_Passage given_
──────

Getting Dressed Is a Political Act (And Has Always Been) episode artwork

Everything Is Political series

Getting Dressed Is a Political Act (And Has Always Been)

June 29, 2026

This episode is for you if you’ve ever felt guilty for caring about clothes — or want language for why what you wear was never just about you in the first place.

Becky and Taina talk clothing, fashion, and body politics with Dacy Gillespie of Mindful Closet, who was raised by labor-organizer parents and grew up believing clothes were both political and a little shameful to care about. Dacy traces her work’s evolution from “minimalist personal styling” to something much closer to body liberation — because she realized almost none of her clients could get dressed without first confronting how they felt about their own bodies.

──────

_Requirements_
1. Answer these from the episode page about clothing and body politics, one line each:
(a) Which series does the episode belong to?
(b) What date appears on the episode page?
(c) What work did Dacy Gillespie's parents do?
2. Set down, word for word, everything in the episode page about clothing and body politics from "June 29, 2026" down to "the first place.".
3. Extend the episode page about clothing and body politics with a further paragraph that follows on from its final sentence.

_Given data_
──────

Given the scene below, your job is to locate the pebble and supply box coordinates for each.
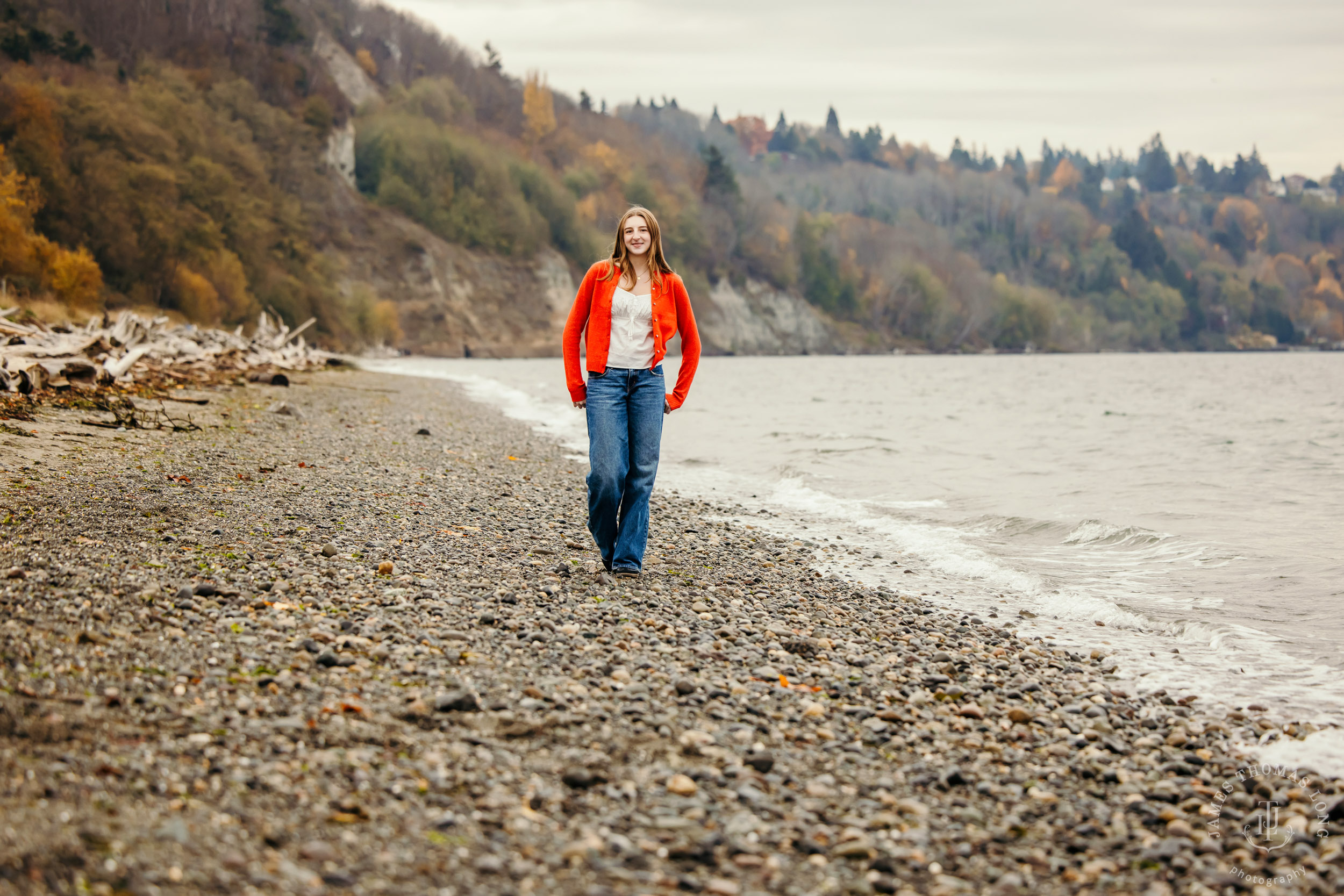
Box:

──────

_Outputs by task_
1.
(a) Everything Is Political
(b) June 29, 2026
(c) They were labor organizers.

2.
June 29, 2026

This episode is for you if you’ve ever felt guilty for caring about clothes — or want language for why what you wear was never just about you in the first place.

3.
From there, the conversation covers a lot of ground: the “first day of school outfit” as an early, brutal lesson in class, Sonya Renee Taylor’s ladder of bodily hierarchy, professionalism dress codes as a stand-in for race and respectability politics, the double standard in whose bare skin gets treated as scandal versus fashion, and the quiet way plus-size clothing options keep shrinking even as demand grows. It closes on aging, gray hair, and the radical power of small, repeated refusals.

About our guest

Dacy Gillespie is the founder of Mindful Closet, a personal styling practice that’s evolved over more than a decade from minimalism-focused wardrobe editing into work rooted in body liberation and fat activism. She helps clients get dressed in ways that feel good, not just flattering.

In This Episode, We Get Into:

  • Dacy’s origin story: raised by labor-organizer parents who taught her clothes were both political and shameful to care about
  • The “first day of school outfit” as an early, brutal lesson in class and belonging
  • Sonya Renee Taylor’s “ladder of bodily hierarchy” — and who sits at the top of it
  • Professionalism dress codes as a stand-in for race, class, and respectability politics
  • A Missouri House rule requiring women (not men) to keep their shoulders covered on the chamber floor — and what “modesty” is actually policing
  • The double standard in whose bare skin gets treated as scandal versus fashion — from red carpets to state legislatures
  • Fast fashion guilt, and why financial privilege quietly determines who gets to shop “ethically”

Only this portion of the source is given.